* AUFGABENSTELLUNG *
Geben Sie aus den Daten alles von der Zeile mit „In this picture, where can the cloudy“ bis einschließlich der Zeile mit „Query: striped shirt“ als Markdown-Tabelle mit den Spalten „Nummer“ und „Zeile“ wieder. Lassen Sie Leerzeilen weg und übernehmen Sie keine Bilder in die Antwort.

* DATENSATZ *
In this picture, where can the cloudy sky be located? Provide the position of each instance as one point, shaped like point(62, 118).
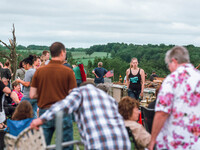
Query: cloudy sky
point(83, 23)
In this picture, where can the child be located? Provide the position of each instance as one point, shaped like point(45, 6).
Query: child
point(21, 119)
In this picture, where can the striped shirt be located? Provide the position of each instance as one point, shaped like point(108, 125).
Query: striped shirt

---

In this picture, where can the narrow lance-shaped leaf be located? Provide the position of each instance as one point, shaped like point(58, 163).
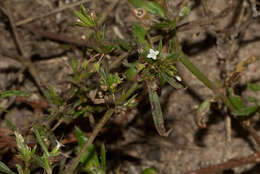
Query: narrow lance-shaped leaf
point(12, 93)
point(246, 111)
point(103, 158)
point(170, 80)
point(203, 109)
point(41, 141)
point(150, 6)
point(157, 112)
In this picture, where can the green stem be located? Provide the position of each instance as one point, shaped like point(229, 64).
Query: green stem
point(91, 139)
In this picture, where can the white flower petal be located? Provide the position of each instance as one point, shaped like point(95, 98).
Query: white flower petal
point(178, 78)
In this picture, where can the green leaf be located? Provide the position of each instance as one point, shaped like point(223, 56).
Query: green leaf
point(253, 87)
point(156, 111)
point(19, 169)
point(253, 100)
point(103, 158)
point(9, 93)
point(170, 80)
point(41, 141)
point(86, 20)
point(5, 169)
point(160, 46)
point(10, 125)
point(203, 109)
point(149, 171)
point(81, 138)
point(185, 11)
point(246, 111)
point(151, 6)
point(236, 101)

* LÖSUNG DER AUFGABE *
| Nummer | Zeile |
|---|---|
| 1 | In this picture, where can the cloudy sky be located? Provide the position of each instance as one point, shaped like point(62, 118). |
| 2 | Query: cloudy sky |
| 3 | point(83, 23) |
| 4 | In this picture, where can the child be located? Provide the position of each instance as one point, shaped like point(45, 6). |
| 5 | Query: child |
| 6 | point(21, 119) |
| 7 | In this picture, where can the striped shirt be located? Provide the position of each instance as one point, shaped like point(108, 125). |
| 8 | Query: striped shirt |